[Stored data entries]
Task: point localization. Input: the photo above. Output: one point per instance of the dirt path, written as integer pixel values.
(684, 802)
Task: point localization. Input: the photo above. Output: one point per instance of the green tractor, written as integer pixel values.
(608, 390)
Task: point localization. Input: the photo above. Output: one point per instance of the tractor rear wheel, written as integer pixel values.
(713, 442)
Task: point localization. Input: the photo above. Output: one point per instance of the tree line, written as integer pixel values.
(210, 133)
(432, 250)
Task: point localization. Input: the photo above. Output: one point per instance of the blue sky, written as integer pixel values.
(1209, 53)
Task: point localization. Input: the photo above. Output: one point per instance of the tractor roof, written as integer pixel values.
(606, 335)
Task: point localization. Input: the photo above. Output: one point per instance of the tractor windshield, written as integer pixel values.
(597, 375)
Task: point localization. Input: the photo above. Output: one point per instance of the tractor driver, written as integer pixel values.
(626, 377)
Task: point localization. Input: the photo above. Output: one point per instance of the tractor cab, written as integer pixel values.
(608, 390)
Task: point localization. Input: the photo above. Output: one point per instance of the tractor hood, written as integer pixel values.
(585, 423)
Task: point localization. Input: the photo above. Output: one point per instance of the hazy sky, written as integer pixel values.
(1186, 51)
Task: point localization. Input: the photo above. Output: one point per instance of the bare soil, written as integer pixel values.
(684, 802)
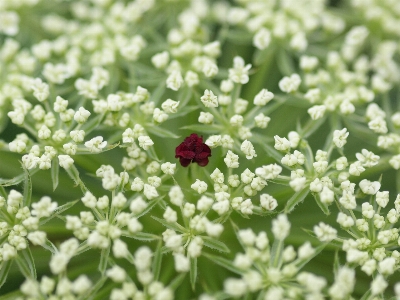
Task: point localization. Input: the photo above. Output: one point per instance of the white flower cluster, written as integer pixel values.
(293, 101)
(21, 225)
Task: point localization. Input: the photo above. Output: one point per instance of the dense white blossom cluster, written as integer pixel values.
(208, 149)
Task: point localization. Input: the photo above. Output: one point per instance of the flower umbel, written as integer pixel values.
(193, 150)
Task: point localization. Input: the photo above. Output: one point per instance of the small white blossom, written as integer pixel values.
(369, 187)
(317, 111)
(239, 72)
(145, 142)
(290, 84)
(174, 80)
(209, 99)
(262, 38)
(325, 233)
(248, 149)
(281, 227)
(199, 186)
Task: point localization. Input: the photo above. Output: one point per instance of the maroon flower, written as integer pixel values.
(193, 150)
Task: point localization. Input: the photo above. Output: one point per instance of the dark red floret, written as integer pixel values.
(192, 149)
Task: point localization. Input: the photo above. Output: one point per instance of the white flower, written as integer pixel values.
(170, 106)
(340, 137)
(116, 274)
(263, 97)
(262, 38)
(324, 232)
(290, 84)
(281, 227)
(369, 187)
(145, 142)
(160, 60)
(199, 186)
(44, 207)
(268, 202)
(182, 263)
(58, 262)
(248, 149)
(231, 160)
(378, 285)
(281, 144)
(149, 191)
(382, 198)
(174, 80)
(65, 161)
(317, 111)
(209, 99)
(239, 72)
(96, 144)
(195, 246)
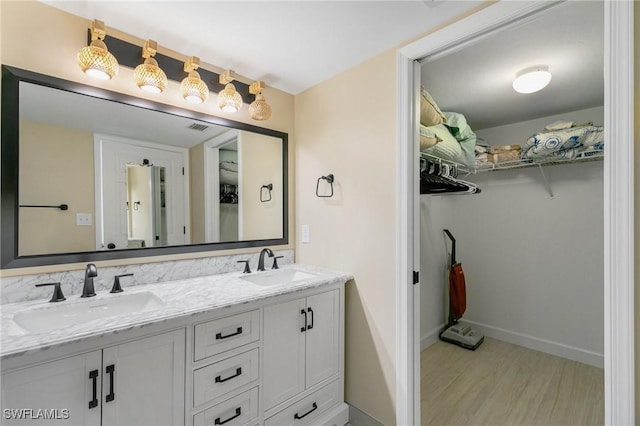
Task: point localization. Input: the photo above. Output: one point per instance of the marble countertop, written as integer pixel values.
(180, 298)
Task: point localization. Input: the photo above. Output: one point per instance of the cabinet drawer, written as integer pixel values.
(239, 410)
(307, 410)
(223, 334)
(217, 379)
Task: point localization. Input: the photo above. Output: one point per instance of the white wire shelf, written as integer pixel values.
(583, 157)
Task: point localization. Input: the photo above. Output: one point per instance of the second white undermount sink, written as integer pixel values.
(277, 276)
(65, 314)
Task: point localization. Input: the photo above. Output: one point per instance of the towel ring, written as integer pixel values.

TASK BRIEF => All of the entries, apart from the pictures, must be returned exactly.

SOLUTION FOR THIS TASK =>
Task: point localization. Input: the photo above. Output: one point per instance of the dirt path, written as integer pixel values.
(684, 802)
Task: point localization. Input: the photo above. Output: one point per instance of the green tractor, written as integer pixel values.
(608, 390)
Task: point localization. Input: the photo above. Output: one point per instance of the tractor rear wheel, written as integer pixel values.
(713, 442)
Task: point localization. Input: the photo above. Output: one point per instance of the tree line, written as integer pixel values.
(210, 133)
(432, 250)
Task: point localization. Input: the photo above. Output: one point per instance of the blue sky, written as integer pixel values.
(1209, 53)
Task: point localization. Input: the photo above. Output: one point per instance of the tractor roof, written as integer pixel values.
(606, 335)
Task: point localization. Input: the photo above. Output: one point per instance of the tractor windshield, written as integer pixel values.
(597, 375)
Task: point localization. Input: the photo above. Output: one point per instance of the tractor driver, written as integer pixel values.
(626, 377)
Task: point localization. Input: the photo above. Output: one point per instance of the tractor cab, written as integer pixel values.
(608, 390)
Task: point localization. Input: the photo above. Output: one point per instance of the tractor hood, written as integer pixel values.
(585, 423)
Task: point localization. Input: the photo above. Output: one point per instance of the hazy sky, written as integer pixel values.
(1186, 51)
Task: point localization. Input: the photo above. Output: one point per instance of the bare soil, written as integer pixel values.
(684, 802)
Task: point localization. Input: the photo above. Output: one point per instance of the white flower cluster, written as integer pixel values.
(293, 101)
(21, 225)
Task: point localization. Input: the photo above. Output: one point per instance of the dense white blossom cluster, written as integer pixel values.
(208, 149)
Task: point localization. Input: the photo above. Output: one point per instance of the flower umbel, written as integer pixel values.
(193, 150)
Task: point localization. Input: the photo above. Output: one point per instance of the small white blossom, written as integer pixel values.
(369, 187)
(317, 111)
(239, 72)
(145, 142)
(290, 84)
(174, 80)
(209, 99)
(262, 38)
(325, 233)
(248, 149)
(281, 227)
(199, 186)
Task: point localization. Input: the photo above. Output: one point per instance of the maroon flower, written as integer pixel values.
(193, 150)
Task: point localization. Input: the photo above. Output: one point per instance of the dark red floret, written as integer pixel values.
(192, 149)
Task: point localization. Input: the photo above. Output: one point per instance of the white flower, written as integer pixel values.
(170, 106)
(340, 137)
(116, 274)
(263, 97)
(262, 38)
(324, 232)
(290, 84)
(281, 227)
(369, 187)
(145, 142)
(160, 60)
(199, 186)
(44, 207)
(268, 202)
(182, 263)
(58, 262)
(248, 149)
(231, 160)
(378, 285)
(281, 144)
(149, 191)
(382, 198)
(174, 80)
(65, 161)
(317, 111)
(209, 99)
(239, 72)
(96, 144)
(195, 246)
Task: point localization. Input: the photo above. Output: one point per instance of the marble countertop, written as integer pixel values.
(180, 298)
Task: point localization. Input: the photo above. Output: one point per instance of the cabinet drawer, written as integer pixel values.
(239, 410)
(307, 410)
(223, 334)
(217, 379)
Task: point localization. Input: the photo above. Output: one point per instance of the white wire shelf, written as integer pixel values.
(583, 157)
Task: point localization. Input: the photo above. Output: one point per instance of the second white undermount sink, written as integer pixel values.
(277, 276)
(65, 314)
Task: point localization. Input: the photo above. Output: one point per instance of the towel ring, written as integer pixel values.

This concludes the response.